>> begin DATASET ENTRIES
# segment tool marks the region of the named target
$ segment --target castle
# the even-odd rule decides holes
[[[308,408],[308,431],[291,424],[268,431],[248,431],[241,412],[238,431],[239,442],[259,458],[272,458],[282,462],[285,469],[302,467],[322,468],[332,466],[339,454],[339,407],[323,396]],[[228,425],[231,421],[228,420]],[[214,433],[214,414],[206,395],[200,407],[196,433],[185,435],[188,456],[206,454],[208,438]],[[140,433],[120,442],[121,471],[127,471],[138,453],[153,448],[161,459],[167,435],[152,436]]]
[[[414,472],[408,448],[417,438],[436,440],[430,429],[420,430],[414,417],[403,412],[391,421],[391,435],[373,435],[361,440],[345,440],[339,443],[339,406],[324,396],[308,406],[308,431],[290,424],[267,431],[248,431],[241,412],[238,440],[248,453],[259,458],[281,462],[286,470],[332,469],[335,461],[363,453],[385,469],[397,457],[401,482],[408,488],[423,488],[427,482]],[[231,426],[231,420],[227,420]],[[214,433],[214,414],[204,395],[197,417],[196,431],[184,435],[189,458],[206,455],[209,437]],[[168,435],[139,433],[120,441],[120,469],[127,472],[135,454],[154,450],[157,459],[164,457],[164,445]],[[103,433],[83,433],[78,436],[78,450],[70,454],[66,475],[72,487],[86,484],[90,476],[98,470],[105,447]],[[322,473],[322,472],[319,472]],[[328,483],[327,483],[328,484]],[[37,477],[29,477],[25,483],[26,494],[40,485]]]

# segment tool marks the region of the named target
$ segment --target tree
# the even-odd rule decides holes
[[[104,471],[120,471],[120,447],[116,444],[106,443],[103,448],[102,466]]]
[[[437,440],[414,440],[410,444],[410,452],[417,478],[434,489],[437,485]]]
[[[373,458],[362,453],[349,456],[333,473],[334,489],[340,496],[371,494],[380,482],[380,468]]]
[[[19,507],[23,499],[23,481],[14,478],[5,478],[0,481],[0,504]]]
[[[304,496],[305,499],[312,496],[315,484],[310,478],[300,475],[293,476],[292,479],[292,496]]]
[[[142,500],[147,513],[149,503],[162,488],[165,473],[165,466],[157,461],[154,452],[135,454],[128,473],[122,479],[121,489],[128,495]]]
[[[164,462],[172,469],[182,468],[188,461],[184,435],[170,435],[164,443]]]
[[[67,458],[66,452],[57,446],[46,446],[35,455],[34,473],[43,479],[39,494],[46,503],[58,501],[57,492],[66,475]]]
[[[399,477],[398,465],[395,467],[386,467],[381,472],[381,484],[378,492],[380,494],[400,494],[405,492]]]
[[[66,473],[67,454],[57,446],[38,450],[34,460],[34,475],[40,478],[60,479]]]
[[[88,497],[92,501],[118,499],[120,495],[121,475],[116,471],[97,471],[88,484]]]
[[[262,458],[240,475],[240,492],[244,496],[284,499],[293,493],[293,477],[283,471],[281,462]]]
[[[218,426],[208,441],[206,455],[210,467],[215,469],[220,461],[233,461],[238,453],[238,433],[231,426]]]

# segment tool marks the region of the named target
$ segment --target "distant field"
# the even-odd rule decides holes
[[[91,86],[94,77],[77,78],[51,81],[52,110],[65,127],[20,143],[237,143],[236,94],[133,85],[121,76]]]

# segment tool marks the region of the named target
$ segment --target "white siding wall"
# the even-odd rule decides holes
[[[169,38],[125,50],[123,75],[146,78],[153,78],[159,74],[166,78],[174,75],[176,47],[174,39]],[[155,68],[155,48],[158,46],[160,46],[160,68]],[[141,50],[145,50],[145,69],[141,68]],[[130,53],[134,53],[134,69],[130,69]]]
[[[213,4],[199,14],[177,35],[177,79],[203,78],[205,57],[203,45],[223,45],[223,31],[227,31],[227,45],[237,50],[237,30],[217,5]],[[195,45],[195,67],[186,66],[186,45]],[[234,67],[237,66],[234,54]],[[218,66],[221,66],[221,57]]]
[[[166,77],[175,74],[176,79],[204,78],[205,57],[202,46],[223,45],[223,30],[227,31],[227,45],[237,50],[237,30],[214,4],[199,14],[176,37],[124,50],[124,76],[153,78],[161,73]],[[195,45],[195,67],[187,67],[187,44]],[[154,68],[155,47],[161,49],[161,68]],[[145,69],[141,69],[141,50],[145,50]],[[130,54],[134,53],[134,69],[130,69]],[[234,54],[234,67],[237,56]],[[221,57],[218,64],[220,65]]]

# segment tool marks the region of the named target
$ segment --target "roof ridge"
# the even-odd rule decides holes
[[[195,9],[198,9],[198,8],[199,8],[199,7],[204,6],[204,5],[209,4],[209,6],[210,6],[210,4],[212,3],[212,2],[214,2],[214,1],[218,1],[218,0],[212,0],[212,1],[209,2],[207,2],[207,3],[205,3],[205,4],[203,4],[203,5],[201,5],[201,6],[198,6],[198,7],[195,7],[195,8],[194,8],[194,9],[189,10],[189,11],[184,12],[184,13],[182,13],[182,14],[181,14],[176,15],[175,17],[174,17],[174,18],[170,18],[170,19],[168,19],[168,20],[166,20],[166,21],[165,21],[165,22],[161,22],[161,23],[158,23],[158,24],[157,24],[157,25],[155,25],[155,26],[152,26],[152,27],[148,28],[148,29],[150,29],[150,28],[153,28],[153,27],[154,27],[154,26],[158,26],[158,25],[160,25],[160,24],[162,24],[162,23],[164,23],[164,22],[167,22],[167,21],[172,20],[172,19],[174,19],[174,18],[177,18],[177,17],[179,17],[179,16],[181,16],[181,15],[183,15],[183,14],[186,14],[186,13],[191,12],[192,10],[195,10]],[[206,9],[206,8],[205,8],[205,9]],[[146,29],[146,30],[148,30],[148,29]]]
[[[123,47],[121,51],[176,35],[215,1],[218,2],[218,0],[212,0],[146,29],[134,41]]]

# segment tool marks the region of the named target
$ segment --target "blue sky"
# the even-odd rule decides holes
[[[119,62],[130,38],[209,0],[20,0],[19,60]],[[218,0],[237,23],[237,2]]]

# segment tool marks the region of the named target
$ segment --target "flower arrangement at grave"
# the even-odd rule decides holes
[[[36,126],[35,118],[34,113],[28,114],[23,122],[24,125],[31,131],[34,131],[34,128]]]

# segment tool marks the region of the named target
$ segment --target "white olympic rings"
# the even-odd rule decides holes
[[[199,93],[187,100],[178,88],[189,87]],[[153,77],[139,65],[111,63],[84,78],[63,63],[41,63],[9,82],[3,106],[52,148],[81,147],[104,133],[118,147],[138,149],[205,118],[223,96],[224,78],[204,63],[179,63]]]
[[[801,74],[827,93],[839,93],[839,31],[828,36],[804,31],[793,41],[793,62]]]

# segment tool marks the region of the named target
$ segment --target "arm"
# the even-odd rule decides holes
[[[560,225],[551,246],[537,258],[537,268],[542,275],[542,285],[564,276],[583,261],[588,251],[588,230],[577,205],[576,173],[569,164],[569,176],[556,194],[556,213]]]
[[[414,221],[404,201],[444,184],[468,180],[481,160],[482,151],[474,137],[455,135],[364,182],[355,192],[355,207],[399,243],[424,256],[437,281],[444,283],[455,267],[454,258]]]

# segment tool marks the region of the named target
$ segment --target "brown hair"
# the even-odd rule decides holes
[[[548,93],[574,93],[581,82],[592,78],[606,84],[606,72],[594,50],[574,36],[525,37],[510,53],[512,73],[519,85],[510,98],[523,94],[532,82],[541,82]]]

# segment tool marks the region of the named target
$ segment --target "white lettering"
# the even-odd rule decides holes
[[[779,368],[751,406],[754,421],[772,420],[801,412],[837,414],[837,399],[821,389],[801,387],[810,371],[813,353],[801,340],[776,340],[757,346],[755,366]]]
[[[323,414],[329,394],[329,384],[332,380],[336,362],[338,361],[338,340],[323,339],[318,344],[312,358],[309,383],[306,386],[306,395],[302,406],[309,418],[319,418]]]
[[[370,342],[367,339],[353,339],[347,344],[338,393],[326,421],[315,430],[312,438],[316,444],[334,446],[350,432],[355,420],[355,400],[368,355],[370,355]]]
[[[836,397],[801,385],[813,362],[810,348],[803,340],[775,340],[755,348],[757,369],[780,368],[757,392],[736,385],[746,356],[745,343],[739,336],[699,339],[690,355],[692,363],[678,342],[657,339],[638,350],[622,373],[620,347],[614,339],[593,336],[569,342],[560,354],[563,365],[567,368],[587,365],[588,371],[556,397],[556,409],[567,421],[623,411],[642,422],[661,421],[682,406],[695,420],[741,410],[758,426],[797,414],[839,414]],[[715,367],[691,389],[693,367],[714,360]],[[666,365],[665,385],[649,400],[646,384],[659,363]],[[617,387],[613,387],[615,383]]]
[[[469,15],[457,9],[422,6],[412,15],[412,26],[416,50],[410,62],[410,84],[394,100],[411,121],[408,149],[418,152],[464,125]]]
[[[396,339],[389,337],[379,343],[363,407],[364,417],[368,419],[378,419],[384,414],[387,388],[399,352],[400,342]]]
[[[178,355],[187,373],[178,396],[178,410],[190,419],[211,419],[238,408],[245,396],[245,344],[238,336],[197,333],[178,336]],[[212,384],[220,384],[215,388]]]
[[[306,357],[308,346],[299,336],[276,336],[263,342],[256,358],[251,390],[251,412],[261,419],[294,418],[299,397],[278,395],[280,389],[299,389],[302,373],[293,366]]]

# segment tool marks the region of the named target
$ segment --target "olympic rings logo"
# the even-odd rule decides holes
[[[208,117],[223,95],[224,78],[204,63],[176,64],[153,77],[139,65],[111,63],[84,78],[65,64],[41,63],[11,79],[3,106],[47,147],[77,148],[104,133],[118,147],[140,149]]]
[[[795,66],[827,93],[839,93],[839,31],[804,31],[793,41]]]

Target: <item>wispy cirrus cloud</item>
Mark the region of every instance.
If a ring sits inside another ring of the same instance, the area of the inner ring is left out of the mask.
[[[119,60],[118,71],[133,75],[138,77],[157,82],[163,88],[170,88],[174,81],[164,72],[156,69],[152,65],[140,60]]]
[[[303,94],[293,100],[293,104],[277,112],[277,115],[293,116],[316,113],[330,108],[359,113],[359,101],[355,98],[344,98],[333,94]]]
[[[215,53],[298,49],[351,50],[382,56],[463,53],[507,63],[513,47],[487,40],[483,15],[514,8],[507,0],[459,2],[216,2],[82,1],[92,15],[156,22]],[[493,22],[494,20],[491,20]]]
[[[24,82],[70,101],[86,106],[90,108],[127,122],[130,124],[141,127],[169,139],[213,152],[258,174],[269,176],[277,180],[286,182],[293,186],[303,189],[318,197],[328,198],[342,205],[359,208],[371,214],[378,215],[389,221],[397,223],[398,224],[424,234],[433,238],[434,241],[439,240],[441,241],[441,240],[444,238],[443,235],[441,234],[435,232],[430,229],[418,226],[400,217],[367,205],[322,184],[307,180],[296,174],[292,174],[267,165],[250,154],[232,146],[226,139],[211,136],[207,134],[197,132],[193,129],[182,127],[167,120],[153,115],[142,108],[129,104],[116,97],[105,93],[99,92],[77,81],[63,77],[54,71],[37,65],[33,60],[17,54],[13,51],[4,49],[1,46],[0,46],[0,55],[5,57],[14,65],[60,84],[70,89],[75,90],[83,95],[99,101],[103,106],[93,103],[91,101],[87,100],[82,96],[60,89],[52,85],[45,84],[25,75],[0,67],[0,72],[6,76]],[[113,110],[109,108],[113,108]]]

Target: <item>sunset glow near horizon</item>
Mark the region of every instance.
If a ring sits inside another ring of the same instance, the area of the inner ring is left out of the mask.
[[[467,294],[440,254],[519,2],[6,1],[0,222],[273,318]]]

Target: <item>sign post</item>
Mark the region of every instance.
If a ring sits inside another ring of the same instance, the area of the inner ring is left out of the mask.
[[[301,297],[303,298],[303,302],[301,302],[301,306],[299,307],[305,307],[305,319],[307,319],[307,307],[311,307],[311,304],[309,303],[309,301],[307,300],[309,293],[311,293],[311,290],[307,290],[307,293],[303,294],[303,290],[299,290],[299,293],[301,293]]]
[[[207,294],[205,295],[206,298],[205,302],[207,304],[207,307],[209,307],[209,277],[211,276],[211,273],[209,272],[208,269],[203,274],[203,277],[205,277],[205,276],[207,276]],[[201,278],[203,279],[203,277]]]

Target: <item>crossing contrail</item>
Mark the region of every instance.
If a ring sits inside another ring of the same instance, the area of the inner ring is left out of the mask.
>> end DATASET ENTRIES
## DIRECTIONS
Return, word for word, each line from the line that contains "Target: <item>sunset glow near horizon</item>" to the end of the listing above; include both end lines and nothing else.

## SOLUTION
Target: <item>sunset glow near horizon</item>
Mark the region of every instance.
If a ring sits inside another ring of the same instance, the area of the inner ring is left out of the mask.
[[[467,294],[440,254],[519,2],[6,1],[0,222],[273,318]]]

Target: <item>sign post</item>
Mark the region of every instance.
If a ring sits inside another ring of the same instance, the area of the inner ring is left out of the mask.
[[[301,297],[303,298],[303,302],[301,302],[301,306],[299,307],[305,307],[305,319],[307,319],[307,307],[311,307],[311,304],[309,303],[309,301],[307,300],[309,293],[311,293],[311,290],[307,290],[307,293],[303,294],[303,290],[299,290],[299,293],[301,293]]]
[[[207,294],[205,295],[206,298],[205,302],[207,304],[207,307],[209,307],[209,277],[211,276],[211,273],[209,272],[208,269],[203,274],[203,277],[205,277],[205,276],[207,276]],[[201,278],[203,279],[203,277]]]

Target: <item>crossing contrail</item>
Mark the region of every instance.
If a ring sits inside another ring of the same instance, the area of the inner ring is left out of the mask.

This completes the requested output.